─── RECORDS
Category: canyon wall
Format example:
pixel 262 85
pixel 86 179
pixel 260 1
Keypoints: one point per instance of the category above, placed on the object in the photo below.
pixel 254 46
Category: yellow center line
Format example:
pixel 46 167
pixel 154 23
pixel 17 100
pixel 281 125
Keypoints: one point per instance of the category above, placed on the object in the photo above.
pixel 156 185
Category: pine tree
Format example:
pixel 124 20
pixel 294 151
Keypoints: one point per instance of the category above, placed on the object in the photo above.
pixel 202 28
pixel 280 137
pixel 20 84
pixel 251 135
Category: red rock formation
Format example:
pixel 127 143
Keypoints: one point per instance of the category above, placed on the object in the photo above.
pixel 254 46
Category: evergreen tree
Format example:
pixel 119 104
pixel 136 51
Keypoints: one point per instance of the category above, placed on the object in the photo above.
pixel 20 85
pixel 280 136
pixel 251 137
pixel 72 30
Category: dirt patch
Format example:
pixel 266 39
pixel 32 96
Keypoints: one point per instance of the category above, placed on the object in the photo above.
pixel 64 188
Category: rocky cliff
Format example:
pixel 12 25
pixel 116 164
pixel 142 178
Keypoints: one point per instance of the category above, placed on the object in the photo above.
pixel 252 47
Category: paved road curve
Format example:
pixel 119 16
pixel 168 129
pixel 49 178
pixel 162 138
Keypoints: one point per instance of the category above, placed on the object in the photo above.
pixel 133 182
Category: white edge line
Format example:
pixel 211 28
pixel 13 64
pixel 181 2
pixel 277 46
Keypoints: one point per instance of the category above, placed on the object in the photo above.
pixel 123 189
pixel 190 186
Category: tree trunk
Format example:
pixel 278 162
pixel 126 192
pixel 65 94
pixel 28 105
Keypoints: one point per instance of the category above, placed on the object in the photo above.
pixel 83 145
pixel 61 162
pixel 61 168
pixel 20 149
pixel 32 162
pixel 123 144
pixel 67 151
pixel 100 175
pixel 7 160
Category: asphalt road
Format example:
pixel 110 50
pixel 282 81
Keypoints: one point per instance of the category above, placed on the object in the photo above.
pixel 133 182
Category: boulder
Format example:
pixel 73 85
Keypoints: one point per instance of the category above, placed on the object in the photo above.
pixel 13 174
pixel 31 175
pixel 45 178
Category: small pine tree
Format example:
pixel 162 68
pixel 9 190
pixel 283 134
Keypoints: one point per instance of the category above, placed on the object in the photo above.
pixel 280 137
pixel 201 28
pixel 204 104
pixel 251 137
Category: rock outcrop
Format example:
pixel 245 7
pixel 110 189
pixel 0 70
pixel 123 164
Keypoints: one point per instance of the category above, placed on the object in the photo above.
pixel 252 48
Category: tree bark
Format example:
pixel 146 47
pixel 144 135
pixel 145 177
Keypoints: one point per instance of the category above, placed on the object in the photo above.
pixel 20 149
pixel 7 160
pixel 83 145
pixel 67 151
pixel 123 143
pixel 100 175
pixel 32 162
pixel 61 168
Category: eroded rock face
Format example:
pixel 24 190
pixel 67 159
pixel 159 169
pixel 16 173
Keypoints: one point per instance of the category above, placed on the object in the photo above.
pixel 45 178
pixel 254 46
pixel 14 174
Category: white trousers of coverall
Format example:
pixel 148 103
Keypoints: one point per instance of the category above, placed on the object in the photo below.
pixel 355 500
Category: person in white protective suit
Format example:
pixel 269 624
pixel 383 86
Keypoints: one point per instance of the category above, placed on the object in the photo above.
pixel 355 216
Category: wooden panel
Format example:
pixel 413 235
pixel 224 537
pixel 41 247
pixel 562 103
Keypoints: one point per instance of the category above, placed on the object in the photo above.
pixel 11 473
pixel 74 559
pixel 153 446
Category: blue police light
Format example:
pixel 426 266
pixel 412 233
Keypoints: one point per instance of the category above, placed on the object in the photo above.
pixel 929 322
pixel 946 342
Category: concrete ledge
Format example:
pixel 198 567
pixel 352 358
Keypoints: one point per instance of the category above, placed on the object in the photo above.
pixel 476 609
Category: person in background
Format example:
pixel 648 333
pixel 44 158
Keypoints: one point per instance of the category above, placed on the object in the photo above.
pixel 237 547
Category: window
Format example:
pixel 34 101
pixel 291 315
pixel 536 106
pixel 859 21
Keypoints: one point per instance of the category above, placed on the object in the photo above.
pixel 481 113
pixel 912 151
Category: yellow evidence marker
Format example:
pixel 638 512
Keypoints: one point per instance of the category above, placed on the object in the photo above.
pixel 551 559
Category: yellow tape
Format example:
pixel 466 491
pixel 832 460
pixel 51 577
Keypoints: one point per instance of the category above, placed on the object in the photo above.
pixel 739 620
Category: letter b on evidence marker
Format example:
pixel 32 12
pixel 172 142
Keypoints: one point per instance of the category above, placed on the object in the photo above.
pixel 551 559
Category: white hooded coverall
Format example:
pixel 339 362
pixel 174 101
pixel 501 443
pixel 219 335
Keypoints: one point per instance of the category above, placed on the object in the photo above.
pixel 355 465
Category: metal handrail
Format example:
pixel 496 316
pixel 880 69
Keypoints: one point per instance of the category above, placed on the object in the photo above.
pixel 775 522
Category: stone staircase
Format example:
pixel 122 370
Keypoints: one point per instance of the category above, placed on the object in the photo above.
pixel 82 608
──────
OBJECTIVE >>
Put the rows into a JSON list of strings, one string per line, leaving out blank lines: begin at the line that contains "Category: yellow tape" and stop after the last line of the rows above.

EXPECTED ANSWER >>
[
  "Category: yellow tape",
  "Format example:",
  "pixel 466 491",
  "pixel 832 460",
  "pixel 51 577",
  "Keypoints: one point per instance of the category above, placed on the object in the photo above.",
  "pixel 739 620",
  "Category: letter b on evidence marker",
  "Format example:",
  "pixel 32 12",
  "pixel 172 142",
  "Keypoints: one point per instance of the category above, placed on the object in the photo above.",
  "pixel 551 559",
  "Category: white hooded coverall",
  "Format example:",
  "pixel 339 362",
  "pixel 174 101",
  "pixel 501 443",
  "pixel 219 335",
  "Keypoints: one point per instance of the category above, placed on the object in the photo above.",
  "pixel 355 465",
  "Category: metal handrail",
  "Format example:",
  "pixel 496 316",
  "pixel 880 69",
  "Keypoints: one point per instance of the category above, placed on the object in the photo above.",
  "pixel 775 522",
  "Category: stone staircase",
  "Format example:",
  "pixel 122 370",
  "Keypoints: one point per instance of the category above, placed on the object in the photo above.",
  "pixel 82 608"
]